● **TEXTE DU DOCUMENT**:
· · ·

18Quelques années plus tard, c’est au tour d’un jeune médecin français d’écrire :

« Chaque année cependant nous révèle d’épouvantables exemples de personnes condamnées, par leurs amis les plus chers, aux angoisses d’une mort de rage et de désespoir ».

19L’observation scientifique ainsi amorcée glisse dans la phrase suivante vers la tentation empathique :

« Qu’elles doivent être horribles les dernières pensées du malheureux qui se réveille au bruit des pas du fossoyeur foulant la terre qui le recouvre ! Il cherche, mais en vain, à rompre la barrière qui le sépare des vivants ; il compte combien l’air, qui commence à lui manquer, lui permettra de vivre encore ; ses efforts sont impuissants ; ses gémissements ne se font point entendre ; il doit périr ! Ainsi l’a voulu notre fatal empressement »8.

20Dernier exemple enfin, tiré d’un auteur du Second Empire :

« autour de lui, tout est silence et ténèbres, – une humidité froide et pénétrante se répand sur tous ses membres ; – il ne distingue rien encore ; il va comprendre ; – il a compris ! ? ! »9

21Puisant à leur tour dans cette littérature médicale et militante, les romanciers affinent les procédés narratifs et franchissent un cap supplémentaire, en passant à la première personne. Balzac, dans Le colonel Chabert (1832) ou Alexandre Dumas dans L’histoire d’un mort racontée par lui-même (1844), mettent dans la bouche de ces ressuscités le récit saisissant de leur expérience de morts vivants. Moins familier, Eugène Scribe, dans le livret de Guido et Ginevra (1838) fait ainsi dire – chanter – à son héroïne :

« Pourquoi donc cette nuit fraîche ?/Pourquoi les murs de ce caveau ?/Et vous, lumière sombre et pâle,/Êtes-vous celle du tombeau ?/Ah ! Tout m’abandonne/La mort m’environne, D’effroi je frissonne/Ô tourment nouveau I/O nuit d’épouvante !/Faut-il donc vivante/Descendre au tombeau ? »10.

· · ·

● **Lignes tirées d'une collection de données**:
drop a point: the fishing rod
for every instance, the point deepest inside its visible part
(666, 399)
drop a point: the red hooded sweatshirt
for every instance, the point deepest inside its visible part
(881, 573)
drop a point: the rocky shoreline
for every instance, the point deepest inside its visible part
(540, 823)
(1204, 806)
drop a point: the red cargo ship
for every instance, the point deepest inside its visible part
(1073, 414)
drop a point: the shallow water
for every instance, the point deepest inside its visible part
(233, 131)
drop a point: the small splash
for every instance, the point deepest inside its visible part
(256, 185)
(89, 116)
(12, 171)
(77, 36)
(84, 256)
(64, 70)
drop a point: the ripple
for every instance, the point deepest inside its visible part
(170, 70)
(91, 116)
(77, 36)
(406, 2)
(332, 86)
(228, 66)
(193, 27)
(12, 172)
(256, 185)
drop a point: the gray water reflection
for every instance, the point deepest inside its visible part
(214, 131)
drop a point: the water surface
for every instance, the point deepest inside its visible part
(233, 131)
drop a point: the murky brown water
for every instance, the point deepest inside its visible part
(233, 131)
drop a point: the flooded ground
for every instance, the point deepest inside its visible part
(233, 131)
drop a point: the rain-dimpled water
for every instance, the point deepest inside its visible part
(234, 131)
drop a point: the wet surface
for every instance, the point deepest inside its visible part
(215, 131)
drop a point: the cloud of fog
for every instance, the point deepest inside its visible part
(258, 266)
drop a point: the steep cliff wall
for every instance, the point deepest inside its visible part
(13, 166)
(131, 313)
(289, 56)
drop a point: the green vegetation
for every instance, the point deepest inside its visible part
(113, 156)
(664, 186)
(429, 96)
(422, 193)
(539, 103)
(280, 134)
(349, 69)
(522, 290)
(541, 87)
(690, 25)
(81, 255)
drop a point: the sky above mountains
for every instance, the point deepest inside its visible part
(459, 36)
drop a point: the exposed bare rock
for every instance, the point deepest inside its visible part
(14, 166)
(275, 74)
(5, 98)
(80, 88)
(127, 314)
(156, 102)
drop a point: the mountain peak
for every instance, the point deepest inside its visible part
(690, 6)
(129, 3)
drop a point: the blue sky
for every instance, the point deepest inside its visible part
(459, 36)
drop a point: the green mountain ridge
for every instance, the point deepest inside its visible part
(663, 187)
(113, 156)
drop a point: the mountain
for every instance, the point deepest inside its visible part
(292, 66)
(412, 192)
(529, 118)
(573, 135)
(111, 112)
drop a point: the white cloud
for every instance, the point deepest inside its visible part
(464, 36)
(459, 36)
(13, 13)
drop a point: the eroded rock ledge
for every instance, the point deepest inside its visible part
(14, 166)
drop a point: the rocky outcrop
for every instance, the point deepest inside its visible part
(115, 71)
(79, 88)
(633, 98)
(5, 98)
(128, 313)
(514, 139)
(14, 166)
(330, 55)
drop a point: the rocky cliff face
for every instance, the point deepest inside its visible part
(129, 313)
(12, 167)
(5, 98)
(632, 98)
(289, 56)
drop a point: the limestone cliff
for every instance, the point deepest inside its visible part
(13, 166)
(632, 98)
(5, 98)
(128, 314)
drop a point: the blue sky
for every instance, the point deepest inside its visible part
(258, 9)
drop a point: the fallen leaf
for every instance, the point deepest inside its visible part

· · ·

● **EXERCICE À FAIRE**:
Mettez en anglais cette phrase du texte sur la peur d'être enterré vivant : « Puisant à leur tour dans cette littérature médicale et militante, les romanciers affinent les procédés narratifs et franchissent un cap supplémentaire, en passant à la première personne. »

● **RÉSULTAT OBTENU**:
Drawing in turn on this medical and activist literature, novelists refine their narrative techniques and go a step further by switching to the first person.